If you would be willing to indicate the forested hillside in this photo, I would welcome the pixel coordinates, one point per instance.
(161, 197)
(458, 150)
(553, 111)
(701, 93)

########################################

Goal → Put the listing above into a two-column CSV with one row for each entry. Use the headers "prompt" and "reply", put each text and its answer in a single quoted field, and replace line breaks with spaces.

Written response →
prompt,reply
"If you would be willing to indicate the forested hillside in this photo, I would welcome the pixel coordinates, one point per instance.","(161, 197) (458, 150) (553, 111) (701, 93)"